Textauszug:
Auszeichnungen/Preise
2021 Venedig – Giornate degli Autori – bester Film

Webseite: www.gmfilms.de

Deserto Particular
Brasilien 2021
Regie: Aly Muritiba
Drehbuch: Aly Muritiba, Henrique dos Santos
Darsteller: Antonio Saboia, Pedro Fasanaro, Thomas Aquino, Laila Garin, Zezita De Matos,
Sandro Guerra, Luthero De Almeida, Otávio Linhares, Cynthia Senek
Kamera: Luis Armando Arteaga

Länge: 120 Minuten
Verleih: GMfilms
Kinostart: 17. November 2022

FILMKRITIK:

Eigentlich ist Daniel von Beruf Polizist, allerdings befindet er sich gerade in einer Zwangspause, wobei unklar bleibt, ob er entlassen oder suspendiert wurde. Es gab da ein Vorkommnis … offenbar hat Daniel einen jungen Kollegen verletzt, und zwar ziemlich schwer, denn der Kollege liegt noch im Krankenhaus. Daniel selbst spricht von einem Unfall, doch es droht ihm nicht nur eine psychologische Untersuchung, sondern sogar ein Prozess. Zurzeit nimmt Daniel jeden Job an, er arbeitet auch als Security in Clubs. Sein Privatleben wird vor allem davon bestimmt, dass er seinen dementen Vater betreut. Dabei hilft ihm gelegentlich seine Schwester Deb, die ihn davon überzeugen möchte, dass ihr Vater ins Heim gehört. Daniels einzige Abwechslung ist momentan der Kontakt zu seiner Internet-Freundin Sara. Per Telefon, WhatsApp und SMS können sie miteinander kommunizieren – der persönliche Kontakt fehlt leider bis jetzt, denn sie lebt im Norden Brasiliens und Daniel 3.000 Kilometer von ihr entfernt im Süden. Eines Tages meldet sich Sara nicht mehr, sie ruft nicht zurück, sie antwortet nicht auf Daniels Nachrichten, und er macht sich Sorgen. Kurzerhand packt er seine Sachen, überlässt den Vater der Pflege seiner Schwester und fährt im Pick up Richtung Norden. Dort wartet auf ihn eine ganz andere Atmosphäre als im wohlhabenden, kühlen Süden, und auf der Suche nach Sara lernt er ein paar interessante Menschen kennen, die sein Leben verändern könnten.

Aufgabe a: Welche Laufzeit nennt der Textauszug für den Film?

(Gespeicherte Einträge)

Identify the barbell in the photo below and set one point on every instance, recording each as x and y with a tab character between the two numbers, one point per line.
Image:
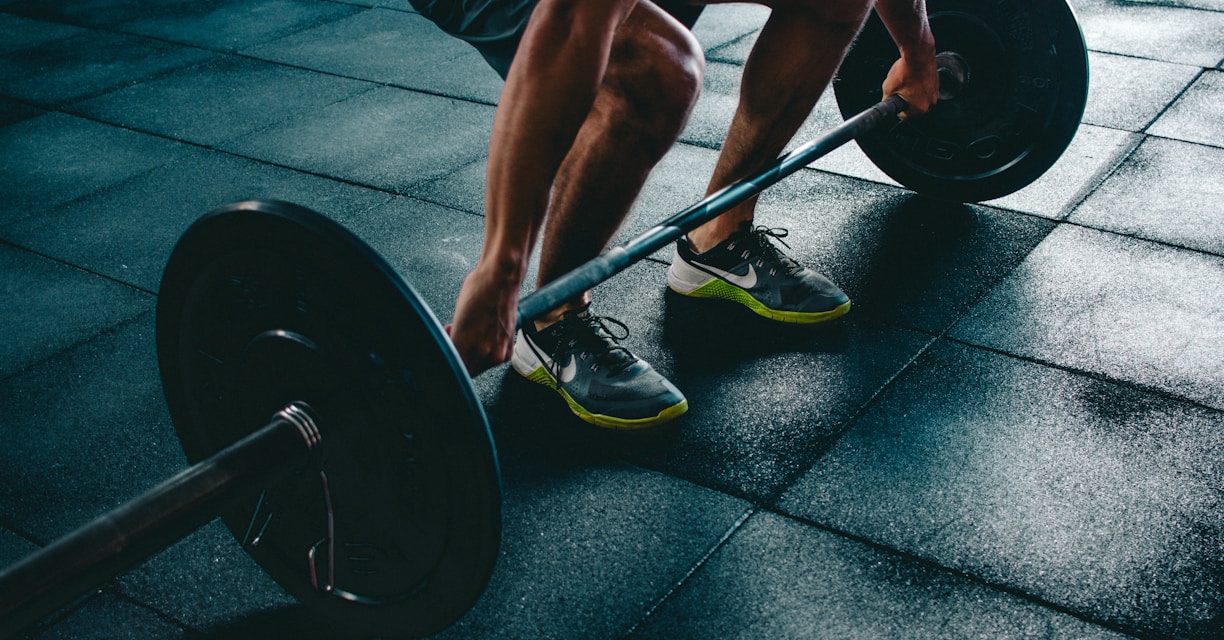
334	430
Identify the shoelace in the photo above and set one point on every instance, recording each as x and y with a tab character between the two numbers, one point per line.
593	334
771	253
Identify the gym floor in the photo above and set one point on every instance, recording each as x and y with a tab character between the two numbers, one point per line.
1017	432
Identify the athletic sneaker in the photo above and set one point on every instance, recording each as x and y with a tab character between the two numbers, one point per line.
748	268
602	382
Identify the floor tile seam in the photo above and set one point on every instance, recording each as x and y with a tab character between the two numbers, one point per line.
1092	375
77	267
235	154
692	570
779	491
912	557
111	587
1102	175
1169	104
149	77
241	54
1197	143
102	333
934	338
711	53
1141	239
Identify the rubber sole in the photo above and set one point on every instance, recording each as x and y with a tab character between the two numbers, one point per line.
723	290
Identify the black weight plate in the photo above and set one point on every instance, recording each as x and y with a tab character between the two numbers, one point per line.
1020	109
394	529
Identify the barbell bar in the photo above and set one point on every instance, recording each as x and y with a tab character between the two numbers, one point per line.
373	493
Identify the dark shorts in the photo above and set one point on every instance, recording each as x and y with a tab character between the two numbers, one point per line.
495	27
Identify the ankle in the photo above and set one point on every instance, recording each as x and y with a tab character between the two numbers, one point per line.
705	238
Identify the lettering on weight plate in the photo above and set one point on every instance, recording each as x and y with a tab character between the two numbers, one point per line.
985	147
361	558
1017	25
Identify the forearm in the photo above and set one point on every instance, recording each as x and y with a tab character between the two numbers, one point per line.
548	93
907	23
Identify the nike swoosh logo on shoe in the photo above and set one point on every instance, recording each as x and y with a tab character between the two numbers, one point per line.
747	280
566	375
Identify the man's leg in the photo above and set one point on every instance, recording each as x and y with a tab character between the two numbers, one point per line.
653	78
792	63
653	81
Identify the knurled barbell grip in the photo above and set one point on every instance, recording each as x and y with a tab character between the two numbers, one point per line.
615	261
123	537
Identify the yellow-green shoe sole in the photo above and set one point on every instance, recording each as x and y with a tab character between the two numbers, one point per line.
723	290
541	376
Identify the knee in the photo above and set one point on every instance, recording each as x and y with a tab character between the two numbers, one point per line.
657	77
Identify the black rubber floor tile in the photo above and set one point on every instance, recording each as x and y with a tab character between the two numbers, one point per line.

Aufgabe b: Zitiere aus den obigen Zeilen diejenigen ab der Zeile mit „Identify the yellow-green“ bis einschließlich der letzten Zeile.

Lösung a: 120 Minuten.

Lösung b:
Identify the yellow-green shoe sole in the photo above and set one point on every instance, recording each as x and y with a tab character between the two numbers, one point per line.
723	290
541	376
Identify the knee in the photo above and set one point on every instance, recording each as x and y with a tab character between the two numbers, one point per line.
657	77
Identify the black rubber floor tile in the photo above and set one point on every instance, recording each as x and y with a tab character between the two numbers, one point per line.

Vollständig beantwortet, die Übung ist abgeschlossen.